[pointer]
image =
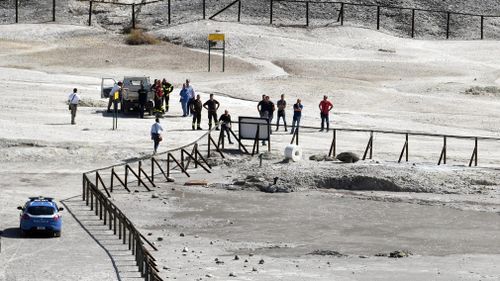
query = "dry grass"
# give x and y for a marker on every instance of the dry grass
(138, 37)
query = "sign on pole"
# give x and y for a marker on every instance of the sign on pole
(213, 38)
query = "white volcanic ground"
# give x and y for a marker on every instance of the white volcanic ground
(376, 81)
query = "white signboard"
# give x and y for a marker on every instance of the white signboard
(248, 128)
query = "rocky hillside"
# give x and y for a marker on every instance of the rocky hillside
(155, 16)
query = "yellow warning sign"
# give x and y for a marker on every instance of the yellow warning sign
(215, 37)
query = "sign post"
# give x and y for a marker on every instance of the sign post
(213, 38)
(116, 99)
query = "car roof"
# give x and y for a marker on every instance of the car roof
(41, 201)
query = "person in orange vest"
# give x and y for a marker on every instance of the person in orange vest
(325, 106)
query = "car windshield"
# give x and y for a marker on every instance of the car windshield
(40, 210)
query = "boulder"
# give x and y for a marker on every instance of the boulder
(348, 157)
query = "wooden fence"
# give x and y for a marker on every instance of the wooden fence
(368, 151)
(98, 186)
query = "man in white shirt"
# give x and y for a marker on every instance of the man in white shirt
(116, 88)
(73, 100)
(156, 130)
(191, 95)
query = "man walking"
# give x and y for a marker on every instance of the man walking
(143, 99)
(281, 112)
(73, 100)
(156, 130)
(191, 94)
(297, 114)
(196, 107)
(259, 106)
(167, 89)
(225, 124)
(325, 106)
(114, 96)
(211, 106)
☆ ☆ ☆
任务要求 - 把上面列表中所有包含字符串“walking”的行摘录出来，大小写须一致。

练习结果 -
query = "man walking"
# give x and y for a marker on every instance of the man walking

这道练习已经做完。